Текст для чтения ::
Григорий Томчин: Мы в заявлении говорим не о примирении идеологий и не о примирении тех или иных носителей этих идеологий, мы говорим, что каждый из этих людей был чей-то отец, брат, предок. И как можно это дело разделить? Потому что сначала расстреливали одни, потом их расстреливали, и они стали жертвами политических репрессий. И, кстати, таких было очень много, сначала они были апологетами коллективизации, потом они сели за то, что не очень поняли, апологеты они чего.

Михаил Соколов: Некоторые ничего не поняли, я вас уверяю.

Григорий Томчин: Некоторые вообще ничего не поняли, даже не поняли, за что сели и за что их расстреляли. Но мы говорим именно о людях, человеке в семье, но отнюдь никакого примирения идеологического, примирения систем там в заявлении нет. Это первое. Вторая часть, я запнулся на слове "справедливость", поскольку если справедливость ставят во главу жизни, то это кончается ГУЛАГом всегда. Я никогда не говорил о том, что не должно быть противовесов. Мало того, считаю, что бурное развитие рыночных отношений начала 20 века, очень быстрое развитие, без строительства противовесов, которые были созданы в Европе, и привело к этой ситуации, когда было все заменено, условия, законы жизни люди, законы взаимоотношений общества были заменены на законы взаимоотношений диктатора с обществом. И тут уже все равно, какой диктатор. И мне все равно, кто бы сейчас ни пришел вместо Медведева и Путина на эту единоличную точку при этой структуре, он будет либо делать то же самое, либо будет снесен.

Александр Бузгалин: Вы знаете, хочется спорить почти со всем, но именно почти, потому что есть один нюанс, который мне кажется очень важным. И я хотел бы высказаться достаточно четко. Скажем, сейчас есть достаточно жесткий спор по поводу двух моделей образования. Одна ориентирована на коммерческую модель и сокращение бюджетных мест и общедоступности, вторая предлагает альтернативу. Надо высказываться "за" или "против", за одну или за другую. Одна внесена Смолиным и компанией, другая правительством. Там никакого ГУЛАГа нет, там есть меньше, чем есть в Скандинавии, социальной справедливости. "Правое дело" эту модель, этот закон никогда не поддержит. Я готов с вами спорить на что хотите. Это раз.

Исходные строки ::
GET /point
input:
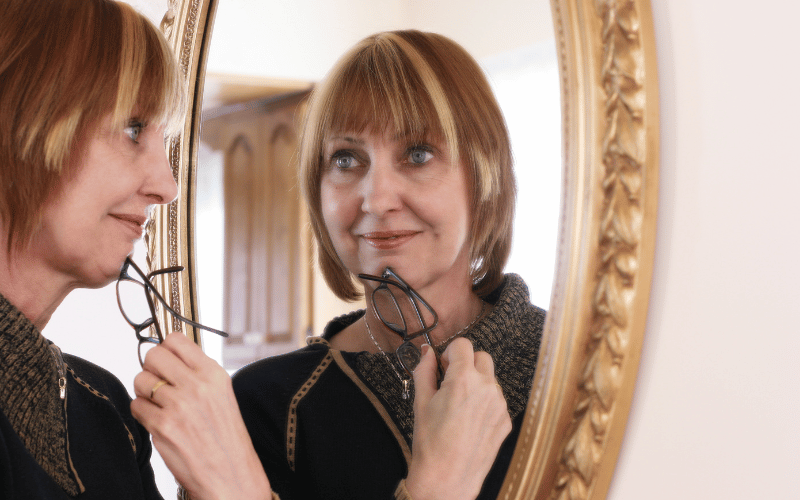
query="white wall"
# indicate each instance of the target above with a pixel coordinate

* * *

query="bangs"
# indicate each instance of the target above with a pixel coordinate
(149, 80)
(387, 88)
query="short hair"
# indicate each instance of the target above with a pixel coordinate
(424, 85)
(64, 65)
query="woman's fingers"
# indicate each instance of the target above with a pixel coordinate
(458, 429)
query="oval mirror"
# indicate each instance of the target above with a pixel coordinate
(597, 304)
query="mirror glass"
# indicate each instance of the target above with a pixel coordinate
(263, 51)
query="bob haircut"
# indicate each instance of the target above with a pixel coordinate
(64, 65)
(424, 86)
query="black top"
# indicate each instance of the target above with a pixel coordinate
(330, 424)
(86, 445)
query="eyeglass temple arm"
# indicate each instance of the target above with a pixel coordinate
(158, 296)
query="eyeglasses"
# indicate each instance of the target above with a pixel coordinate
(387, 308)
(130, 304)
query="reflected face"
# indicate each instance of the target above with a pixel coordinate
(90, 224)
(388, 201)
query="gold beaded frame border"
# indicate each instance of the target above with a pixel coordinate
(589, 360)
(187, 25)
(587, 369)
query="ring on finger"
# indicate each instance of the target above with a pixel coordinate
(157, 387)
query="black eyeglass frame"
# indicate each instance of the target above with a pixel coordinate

--

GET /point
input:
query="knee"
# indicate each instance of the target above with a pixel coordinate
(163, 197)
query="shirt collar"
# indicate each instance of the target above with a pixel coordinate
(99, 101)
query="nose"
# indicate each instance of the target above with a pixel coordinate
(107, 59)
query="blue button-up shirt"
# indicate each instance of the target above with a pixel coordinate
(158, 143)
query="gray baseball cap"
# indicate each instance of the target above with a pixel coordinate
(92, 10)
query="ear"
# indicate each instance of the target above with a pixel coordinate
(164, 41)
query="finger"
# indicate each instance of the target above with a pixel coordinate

Задания ::
• 1. Выпишите без изменений часть фрагмента беседы: начните со слов «Григорий Томчин: Мы», остановитесь после слов «апологеты они чего.».
• 2. Соответствуют ли фрагменту беседы утверждения ниже? Для каждого ответьте «да» или «нет» и приведите точную цитату, которая это решает.
(a) Томчин говорит, что идеологического примирения в заявлении нет.
(b) Бузгалин утверждает, что обе модели образования внесены правительством.
(c) Томчин считает, что противовесов быть не должно.
• 3. Перечислите все фамилии, которые встречаются во фрагменте беседы, включая фамилии выступающих.

Ответы ::
• 1.
Григорий Томчин: Мы в заявлении говорим не о примирении идеологий и не о примирении тех или иных носителей этих идеологий, мы говорим, что каждый из этих людей был чей-то отец, брат, предок. И как можно это дело разделить? Потому что сначала расстреливали одни, потом их расстреливали, и они стали жертвами политических репрессий. И, кстати, таких было очень много, сначала они были апологетами коллективизации, потом они сели за то, что не очень поняли, апологеты они чего.

• 2.
(a) Да: «но отнюдь никакого примирения идеологического, примирения систем там в заявлении нет».
(b) Нет: «Одна внесена Смолиным и компанией, другая правительством».
(c) Нет: «Я никогда не говорил о том, что не должно быть противовесов».

• 3. Томчин, Соколов, Бузгалин, Медведев, Путин, Смолин